Exercise details
Please rewrite all of the material below as a numbered list with one item per line, dropping any blank lines.

Records of labeled regions
= = =
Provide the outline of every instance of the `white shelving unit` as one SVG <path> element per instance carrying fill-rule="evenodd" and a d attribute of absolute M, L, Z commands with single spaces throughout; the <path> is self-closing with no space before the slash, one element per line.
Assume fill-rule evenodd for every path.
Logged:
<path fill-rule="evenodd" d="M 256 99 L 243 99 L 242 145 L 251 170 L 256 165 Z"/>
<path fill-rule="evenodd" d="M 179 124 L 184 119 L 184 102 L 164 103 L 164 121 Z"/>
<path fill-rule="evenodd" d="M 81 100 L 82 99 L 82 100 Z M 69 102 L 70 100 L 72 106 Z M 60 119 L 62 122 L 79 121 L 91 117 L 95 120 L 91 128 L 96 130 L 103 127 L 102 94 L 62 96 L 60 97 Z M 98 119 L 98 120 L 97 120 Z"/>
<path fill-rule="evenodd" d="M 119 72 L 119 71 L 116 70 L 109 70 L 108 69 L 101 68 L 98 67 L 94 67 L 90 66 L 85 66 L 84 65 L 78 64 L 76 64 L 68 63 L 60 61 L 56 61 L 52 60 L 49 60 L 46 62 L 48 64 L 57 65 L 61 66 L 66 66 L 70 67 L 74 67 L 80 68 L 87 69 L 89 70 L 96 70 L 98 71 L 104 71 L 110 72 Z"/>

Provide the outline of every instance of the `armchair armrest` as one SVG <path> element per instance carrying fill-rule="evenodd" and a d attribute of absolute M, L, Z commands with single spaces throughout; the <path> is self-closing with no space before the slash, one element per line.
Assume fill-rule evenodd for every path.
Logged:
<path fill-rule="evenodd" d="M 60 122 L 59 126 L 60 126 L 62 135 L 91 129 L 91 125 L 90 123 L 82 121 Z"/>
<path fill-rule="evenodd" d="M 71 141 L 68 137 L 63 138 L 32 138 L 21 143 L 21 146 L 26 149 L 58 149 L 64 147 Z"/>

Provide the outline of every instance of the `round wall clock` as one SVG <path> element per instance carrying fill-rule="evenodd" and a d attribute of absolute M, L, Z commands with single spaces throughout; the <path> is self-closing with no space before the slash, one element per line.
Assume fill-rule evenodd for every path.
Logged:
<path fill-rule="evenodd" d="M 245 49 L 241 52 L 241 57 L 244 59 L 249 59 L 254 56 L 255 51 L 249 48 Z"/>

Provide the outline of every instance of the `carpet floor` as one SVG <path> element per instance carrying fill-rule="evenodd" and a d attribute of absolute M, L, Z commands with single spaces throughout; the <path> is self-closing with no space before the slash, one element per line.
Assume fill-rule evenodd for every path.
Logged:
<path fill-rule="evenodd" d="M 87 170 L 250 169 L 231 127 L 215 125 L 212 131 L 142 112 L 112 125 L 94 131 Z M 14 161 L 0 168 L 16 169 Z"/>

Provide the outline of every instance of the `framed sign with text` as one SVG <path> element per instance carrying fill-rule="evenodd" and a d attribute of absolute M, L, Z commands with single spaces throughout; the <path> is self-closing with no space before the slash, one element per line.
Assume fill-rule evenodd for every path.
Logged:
= = =
Complete output
1. Provide the outline of every instance of the `white shelving unit` as one SVG <path> element per instance carrying fill-rule="evenodd" and a d attribute of absolute M, L, Z commands with single spaces throughout; the <path> is self-closing with no space before the slash, one element per line.
2. Assume fill-rule evenodd for every path.
3. Logged:
4. <path fill-rule="evenodd" d="M 256 99 L 243 99 L 242 145 L 251 170 L 256 165 Z"/>
5. <path fill-rule="evenodd" d="M 179 124 L 184 119 L 184 102 L 164 103 L 164 121 Z"/>
6. <path fill-rule="evenodd" d="M 81 100 L 82 99 L 82 100 Z M 69 102 L 70 100 L 72 106 Z M 60 119 L 62 122 L 79 121 L 91 117 L 95 120 L 91 128 L 96 130 L 103 127 L 102 94 L 62 96 L 60 97 Z M 98 119 L 98 120 L 97 120 Z"/>
7. <path fill-rule="evenodd" d="M 119 72 L 119 71 L 116 70 L 109 70 L 108 69 L 101 68 L 98 67 L 94 67 L 90 66 L 85 66 L 84 65 L 78 64 L 76 64 L 68 63 L 60 61 L 56 61 L 52 60 L 49 60 L 46 62 L 48 64 L 57 65 L 61 66 L 66 66 L 70 67 L 74 67 L 80 68 L 87 69 L 89 70 L 96 70 L 98 71 L 104 71 L 110 72 Z"/>
8. Provide the outline of every instance of the `armchair armrest` as one SVG <path> element per instance carrying fill-rule="evenodd" and a d attribute of absolute M, L, Z commands with single spaces throughout; the <path> is self-closing with no space before the slash, one element per line.
9. Assume fill-rule evenodd for every path.
10. Logged:
11. <path fill-rule="evenodd" d="M 60 122 L 59 126 L 60 126 L 62 135 L 91 129 L 91 125 L 90 123 L 82 121 Z"/>
12. <path fill-rule="evenodd" d="M 71 141 L 68 137 L 63 138 L 32 138 L 21 143 L 21 146 L 26 149 L 58 149 L 64 147 Z"/>
13. Provide the outline of every instance of the `round wall clock` as one SVG <path> element per instance carrying fill-rule="evenodd" and a d attribute of absolute M, L, Z commands with single spaces throughout; the <path> is self-closing with no space before the slash, one element per line.
14. Assume fill-rule evenodd for every path.
15. Logged:
16. <path fill-rule="evenodd" d="M 245 49 L 241 52 L 241 57 L 244 59 L 249 59 L 254 56 L 255 51 L 249 48 Z"/>
17. Provide the outline of every instance of the `carpet floor` as one SVG <path> element per instance carrying fill-rule="evenodd" and a d attribute of absolute M, L, Z commands with single spaces throughout; the <path> is self-closing with no space before the slash, one element per line.
18. Assume fill-rule evenodd for every path.
19. Logged:
20. <path fill-rule="evenodd" d="M 87 170 L 250 169 L 231 127 L 215 125 L 212 131 L 142 112 L 112 125 L 94 131 Z M 14 161 L 0 168 L 16 169 Z"/>
21. Provide the outline of every instance of the `framed sign with text` as one SVG <path> element per instance carrying fill-rule="evenodd" and a d attribute of absolute M, L, Z commands with single spaces throughout; the <path> is self-closing with no space before the slash, one element per line.
22. Assume fill-rule evenodd for every path.
23. Logged:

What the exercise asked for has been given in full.